- Aim of the task
Count the lines in the items below that contain the string "wall". Give only the number.
-- start Dataset rows --
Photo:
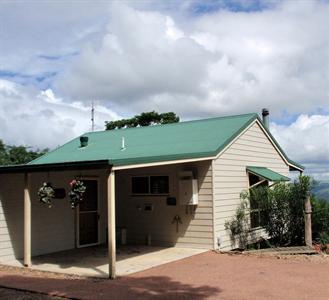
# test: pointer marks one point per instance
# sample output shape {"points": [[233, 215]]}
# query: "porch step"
{"points": [[284, 251]]}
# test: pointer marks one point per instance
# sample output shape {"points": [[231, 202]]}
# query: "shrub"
{"points": [[281, 209]]}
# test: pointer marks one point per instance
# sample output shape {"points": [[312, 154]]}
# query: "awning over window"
{"points": [[267, 174]]}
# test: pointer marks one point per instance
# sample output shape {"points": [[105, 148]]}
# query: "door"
{"points": [[88, 215]]}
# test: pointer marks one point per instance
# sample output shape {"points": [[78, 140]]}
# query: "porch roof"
{"points": [[267, 174], [185, 140], [160, 143]]}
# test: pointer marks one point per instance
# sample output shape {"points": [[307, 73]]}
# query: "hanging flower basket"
{"points": [[76, 193], [46, 193]]}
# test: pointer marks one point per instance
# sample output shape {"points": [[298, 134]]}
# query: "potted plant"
{"points": [[46, 193], [76, 193]]}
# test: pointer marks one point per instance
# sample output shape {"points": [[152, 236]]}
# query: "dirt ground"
{"points": [[205, 276], [10, 294]]}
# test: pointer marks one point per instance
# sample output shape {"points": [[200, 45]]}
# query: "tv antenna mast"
{"points": [[92, 116]]}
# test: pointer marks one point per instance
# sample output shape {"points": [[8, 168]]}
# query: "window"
{"points": [[140, 185], [256, 216], [150, 185]]}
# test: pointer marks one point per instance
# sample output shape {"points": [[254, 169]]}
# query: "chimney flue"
{"points": [[83, 141], [266, 121]]}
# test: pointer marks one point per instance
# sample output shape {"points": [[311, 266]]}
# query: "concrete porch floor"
{"points": [[93, 261]]}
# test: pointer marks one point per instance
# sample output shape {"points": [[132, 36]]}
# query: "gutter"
{"points": [[76, 165]]}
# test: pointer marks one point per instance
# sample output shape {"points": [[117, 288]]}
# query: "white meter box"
{"points": [[188, 191]]}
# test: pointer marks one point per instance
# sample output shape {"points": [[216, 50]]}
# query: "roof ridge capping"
{"points": [[172, 124]]}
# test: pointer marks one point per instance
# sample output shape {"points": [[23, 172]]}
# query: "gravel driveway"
{"points": [[204, 276]]}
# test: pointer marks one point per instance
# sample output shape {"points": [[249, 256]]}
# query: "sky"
{"points": [[198, 59]]}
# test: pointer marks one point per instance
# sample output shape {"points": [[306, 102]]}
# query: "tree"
{"points": [[13, 155], [144, 119], [282, 212]]}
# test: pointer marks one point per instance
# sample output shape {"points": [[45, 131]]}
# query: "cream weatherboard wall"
{"points": [[53, 229], [252, 148], [196, 229]]}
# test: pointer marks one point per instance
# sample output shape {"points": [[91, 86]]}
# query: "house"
{"points": [[169, 185]]}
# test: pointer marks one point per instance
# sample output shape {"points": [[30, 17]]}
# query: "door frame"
{"points": [[95, 178]]}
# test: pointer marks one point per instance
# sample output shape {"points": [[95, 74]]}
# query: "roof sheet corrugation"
{"points": [[185, 140], [267, 174]]}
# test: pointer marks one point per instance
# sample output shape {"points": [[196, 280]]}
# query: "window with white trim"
{"points": [[150, 185], [256, 216]]}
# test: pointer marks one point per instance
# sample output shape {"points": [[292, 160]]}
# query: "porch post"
{"points": [[27, 221], [111, 223]]}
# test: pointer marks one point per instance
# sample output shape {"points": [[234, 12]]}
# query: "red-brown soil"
{"points": [[204, 276]]}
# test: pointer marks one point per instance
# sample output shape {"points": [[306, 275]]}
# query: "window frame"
{"points": [[149, 193], [255, 210]]}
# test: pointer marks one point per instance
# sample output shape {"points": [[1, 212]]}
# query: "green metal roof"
{"points": [[185, 140], [159, 143], [267, 174]]}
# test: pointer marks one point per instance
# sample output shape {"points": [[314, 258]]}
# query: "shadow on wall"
{"points": [[152, 287], [167, 225], [12, 216]]}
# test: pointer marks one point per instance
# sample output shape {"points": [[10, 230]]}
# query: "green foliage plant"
{"points": [[239, 226], [144, 119]]}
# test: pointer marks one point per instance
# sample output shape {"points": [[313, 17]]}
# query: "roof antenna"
{"points": [[92, 116], [123, 144]]}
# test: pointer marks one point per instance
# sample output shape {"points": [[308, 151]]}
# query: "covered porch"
{"points": [[93, 261], [158, 228]]}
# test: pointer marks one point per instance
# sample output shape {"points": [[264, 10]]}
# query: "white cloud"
{"points": [[165, 56], [307, 140], [40, 119], [219, 63]]}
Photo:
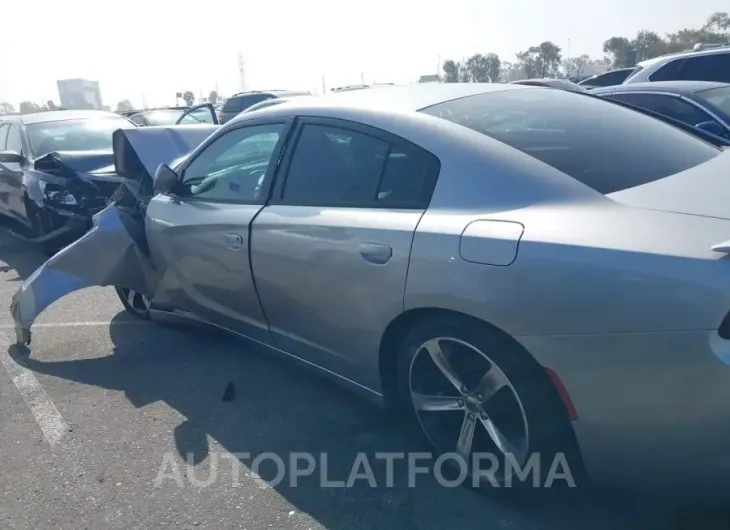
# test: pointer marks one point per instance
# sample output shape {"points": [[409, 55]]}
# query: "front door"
{"points": [[13, 174], [330, 252], [199, 234]]}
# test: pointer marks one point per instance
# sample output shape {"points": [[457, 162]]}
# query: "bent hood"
{"points": [[703, 190], [70, 164], [114, 252]]}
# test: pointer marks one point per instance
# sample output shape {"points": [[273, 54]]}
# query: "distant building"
{"points": [[79, 94]]}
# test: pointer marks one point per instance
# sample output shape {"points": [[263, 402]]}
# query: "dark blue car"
{"points": [[703, 104]]}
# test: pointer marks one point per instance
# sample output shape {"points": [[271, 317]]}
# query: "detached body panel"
{"points": [[113, 252]]}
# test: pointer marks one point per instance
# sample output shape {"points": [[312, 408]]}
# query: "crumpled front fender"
{"points": [[113, 252]]}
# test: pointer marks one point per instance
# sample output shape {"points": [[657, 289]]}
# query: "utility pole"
{"points": [[242, 71]]}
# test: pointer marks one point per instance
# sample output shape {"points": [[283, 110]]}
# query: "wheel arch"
{"points": [[399, 327]]}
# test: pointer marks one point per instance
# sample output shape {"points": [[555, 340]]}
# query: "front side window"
{"points": [[667, 105], [3, 135], [14, 141], [603, 145], [233, 167], [74, 135], [333, 166]]}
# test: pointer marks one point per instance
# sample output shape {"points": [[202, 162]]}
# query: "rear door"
{"points": [[199, 233], [4, 188], [330, 252]]}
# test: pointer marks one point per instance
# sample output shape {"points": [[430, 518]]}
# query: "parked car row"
{"points": [[691, 87], [517, 270]]}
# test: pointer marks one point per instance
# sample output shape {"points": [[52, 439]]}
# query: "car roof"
{"points": [[675, 87], [402, 98], [679, 55], [61, 115], [275, 92]]}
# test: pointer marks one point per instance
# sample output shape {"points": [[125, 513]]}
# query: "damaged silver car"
{"points": [[477, 256]]}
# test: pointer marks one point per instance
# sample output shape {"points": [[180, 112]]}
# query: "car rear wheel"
{"points": [[486, 407], [134, 302]]}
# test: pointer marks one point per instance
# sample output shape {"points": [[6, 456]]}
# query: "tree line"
{"points": [[546, 59]]}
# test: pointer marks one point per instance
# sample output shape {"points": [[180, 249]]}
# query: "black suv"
{"points": [[240, 102]]}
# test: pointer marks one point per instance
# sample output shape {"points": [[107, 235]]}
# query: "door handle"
{"points": [[375, 253], [233, 241]]}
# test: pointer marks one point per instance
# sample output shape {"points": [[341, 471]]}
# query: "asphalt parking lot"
{"points": [[105, 403]]}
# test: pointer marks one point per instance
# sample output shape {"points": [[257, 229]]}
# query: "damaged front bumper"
{"points": [[113, 252]]}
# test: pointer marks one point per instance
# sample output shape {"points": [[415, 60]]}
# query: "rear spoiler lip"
{"points": [[723, 248]]}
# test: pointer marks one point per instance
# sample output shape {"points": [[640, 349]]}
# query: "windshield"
{"points": [[74, 135], [603, 145], [719, 97], [164, 117]]}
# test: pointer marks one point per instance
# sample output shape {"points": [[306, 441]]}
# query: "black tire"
{"points": [[134, 303], [39, 229], [547, 431]]}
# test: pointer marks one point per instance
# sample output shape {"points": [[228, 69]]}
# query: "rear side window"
{"points": [[232, 105], [719, 97], [3, 135], [609, 78], [667, 105], [710, 67], [668, 72], [603, 145], [333, 166]]}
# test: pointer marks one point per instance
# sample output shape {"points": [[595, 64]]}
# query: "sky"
-- end Dataset rows --
- Right answer
2